- [EXERCISE DIRECTIONS]: Retype the records below exactly. Leave nothing out.

- [STUDY MATERIAL]:
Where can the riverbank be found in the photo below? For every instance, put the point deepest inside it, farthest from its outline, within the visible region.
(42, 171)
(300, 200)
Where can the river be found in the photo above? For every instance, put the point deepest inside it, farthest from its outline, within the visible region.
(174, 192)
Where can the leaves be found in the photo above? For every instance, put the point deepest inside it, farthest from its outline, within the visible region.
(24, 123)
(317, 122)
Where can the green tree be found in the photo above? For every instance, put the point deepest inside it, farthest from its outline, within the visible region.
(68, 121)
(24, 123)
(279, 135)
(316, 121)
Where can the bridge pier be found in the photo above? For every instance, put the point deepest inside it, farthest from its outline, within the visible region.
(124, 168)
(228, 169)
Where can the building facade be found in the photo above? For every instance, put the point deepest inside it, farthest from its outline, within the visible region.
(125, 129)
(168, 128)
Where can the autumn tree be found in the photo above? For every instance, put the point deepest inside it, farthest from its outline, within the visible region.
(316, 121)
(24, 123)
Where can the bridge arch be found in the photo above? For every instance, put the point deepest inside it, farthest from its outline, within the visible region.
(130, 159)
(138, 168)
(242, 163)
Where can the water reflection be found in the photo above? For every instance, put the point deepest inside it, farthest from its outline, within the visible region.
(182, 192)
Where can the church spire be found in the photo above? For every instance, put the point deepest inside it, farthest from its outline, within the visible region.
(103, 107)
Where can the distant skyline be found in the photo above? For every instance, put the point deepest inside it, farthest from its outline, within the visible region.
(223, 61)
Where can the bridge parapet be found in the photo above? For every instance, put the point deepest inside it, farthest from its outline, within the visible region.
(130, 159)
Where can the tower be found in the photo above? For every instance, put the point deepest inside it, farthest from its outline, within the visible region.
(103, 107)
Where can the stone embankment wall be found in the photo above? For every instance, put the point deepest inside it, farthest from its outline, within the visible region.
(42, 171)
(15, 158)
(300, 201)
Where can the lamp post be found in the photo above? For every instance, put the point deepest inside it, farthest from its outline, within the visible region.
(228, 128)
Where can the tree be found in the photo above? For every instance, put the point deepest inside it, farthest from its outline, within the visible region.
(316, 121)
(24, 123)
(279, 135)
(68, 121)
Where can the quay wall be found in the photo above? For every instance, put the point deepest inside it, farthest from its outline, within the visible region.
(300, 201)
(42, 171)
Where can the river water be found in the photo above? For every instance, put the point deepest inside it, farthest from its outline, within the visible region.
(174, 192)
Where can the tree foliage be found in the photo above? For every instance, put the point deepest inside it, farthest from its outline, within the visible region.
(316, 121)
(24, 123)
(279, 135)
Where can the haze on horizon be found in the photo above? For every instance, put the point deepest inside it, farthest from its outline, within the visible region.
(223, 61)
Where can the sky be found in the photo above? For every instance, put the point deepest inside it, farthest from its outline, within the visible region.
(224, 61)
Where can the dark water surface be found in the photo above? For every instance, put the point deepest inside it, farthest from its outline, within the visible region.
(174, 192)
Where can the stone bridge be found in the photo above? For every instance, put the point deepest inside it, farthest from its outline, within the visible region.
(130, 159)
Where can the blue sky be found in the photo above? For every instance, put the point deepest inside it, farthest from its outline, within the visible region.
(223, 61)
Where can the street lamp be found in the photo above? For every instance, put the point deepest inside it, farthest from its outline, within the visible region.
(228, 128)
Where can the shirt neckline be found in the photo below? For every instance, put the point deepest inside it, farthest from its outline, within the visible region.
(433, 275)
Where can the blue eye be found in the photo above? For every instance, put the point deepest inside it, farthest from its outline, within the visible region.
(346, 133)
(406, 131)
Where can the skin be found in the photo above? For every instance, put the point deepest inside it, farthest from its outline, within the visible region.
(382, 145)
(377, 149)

- [RESPONSE TO THIS EXERCISE]:
Where can the riverbank be found in the photo below? For every instance, put the point deepest inside it, farthest from its outline, within the visible region.
(42, 171)
(300, 200)
Where can the river be found in the photo above? For every instance, put the point deepest inside it, farthest from its outline, within the visible region.
(174, 192)
Where can the leaves be found in the photo above? For every instance, put the point deepest inside it, farthest from its outline, within the visible region.
(24, 123)
(317, 122)
Where can the green tree be found in the photo above? For every instance, put the point deepest inside it, farthest from its outline, within the visible region.
(68, 121)
(24, 123)
(279, 135)
(316, 121)
Where can the bridge pier be found in the photo above? For every instance, put the point deepest inside it, farthest from its outline, within the visible region.
(124, 168)
(228, 169)
Where can the building facade be found in the photo above? For every instance, put the point deepest inside it, farthest from its outline, within the visible region.
(125, 129)
(168, 128)
Where can the autumn tree be found in the photo above? For every instance, put the point deepest inside it, farthest from its outline, within the visible region.
(316, 121)
(24, 123)
Where can the bridge arch be found in the photo above? For every instance, put the point deepest inside it, farthest from its outline, within the visible region.
(130, 159)
(138, 168)
(242, 163)
Where can the water reflection be found in the photo above? For every instance, put the point deepest inside it, farthest from its outline, within the visible region.
(182, 192)
Where can the church spire be found in the photo above? For every instance, put the point deepest inside it, farthest from its outline, within the visible region.
(103, 107)
Where can the distant skyline be found in the photo above? For every instance, put the point deepest inside it, farthest from its outline, within the visible region.
(223, 61)
Where can the bridge parapet be found in the photo above? For every instance, put the point deepest inside it, farthest from its outline, within the visible region.
(130, 159)
Where can the tower be found in the photo above? For every instance, put the point deepest inside it, farthest from its outline, within the visible region.
(103, 107)
Where can the stone embankment wall be found in the photo above? For every instance, put the point deepest inside it, farthest from its outline, within the visible region.
(42, 171)
(15, 158)
(300, 201)
Where can the lamp post be found in the photo above? For every instance, put the point deepest inside it, farthest from its outline, within the visible region.
(228, 128)
Where can the tree be found in the photo above? For every instance, put the point deepest inside it, farthest from its outline, within the visible region.
(316, 121)
(24, 123)
(279, 135)
(68, 121)
Where can the quay wall be found in the photo above? For every instance, put the point deepest inside it, farthest from its outline, within the visible region.
(300, 201)
(42, 171)
Where can the river water be found in the photo above? For every instance, put the point deepest inside it, farthest from its outline, within the visible region.
(174, 192)
Where can the tree foliage be found in the photo above? For every instance, put the point deepest inside it, farthest from its outline, within the visible region.
(316, 121)
(24, 123)
(279, 135)
Where can the haze on horizon be found in the photo above? For every instance, put the point deepest inside it, farthest from its outline, within the visible region.
(223, 61)
Where can the sky be found in the photo above? For every instance, put the point deepest inside it, farthest from its outline, within the visible region.
(224, 61)
Where can the dark water surface be found in the photo above? For every instance, put the point deepest inside it, farthest from its outline, within the visible region.
(174, 192)
Where can the stone bridge be found in the photo above? For every instance, put the point deepest inside it, farthest from its outline, within the visible region.
(130, 159)
Where can the blue sky be found in the photo above? For every instance, put the point deepest inside it, farthest from its outline, within the visible region.
(223, 61)
Where can the street lamp be found in the photo above? For every instance, put the point deepest inside it, farthest from its outline, within the visible region.
(228, 128)
Where can the shirt neckline be found in the photo below? For every instance, put the point deepest inside it, farthest from its outline, within the visible region.
(433, 275)
Where can the blue eye be found in the photo above? For every instance, put the point deepest inside it, farthest from its outline, within the visible region.
(346, 133)
(406, 131)
Where can the skin be found in the photo above? For every instance, put the point deepest inside it, farthest from its outline, within the visible region.
(382, 145)
(377, 149)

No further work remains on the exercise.